§ **Work to complete**
The required output is the complete data, repeated without alteration.

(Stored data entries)
== Segment start ==

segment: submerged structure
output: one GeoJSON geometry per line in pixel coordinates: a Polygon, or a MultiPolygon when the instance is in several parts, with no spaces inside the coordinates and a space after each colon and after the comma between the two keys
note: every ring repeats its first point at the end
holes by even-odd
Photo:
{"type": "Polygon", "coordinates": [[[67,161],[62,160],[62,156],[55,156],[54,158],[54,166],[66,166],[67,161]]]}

== Segment end ==

§ **Output for this task**
segment: submerged structure
output: one GeoJSON geometry per line in pixel coordinates: a Polygon, or a MultiPolygon when the instance is in several parts, with no spaces inside the coordinates and a space after each colon and after the comma between the two keys
note: every ring repeats its first point at the end
holes by even-odd
Photo:
{"type": "Polygon", "coordinates": [[[67,161],[62,160],[62,156],[55,156],[54,158],[54,166],[66,166],[67,161]]]}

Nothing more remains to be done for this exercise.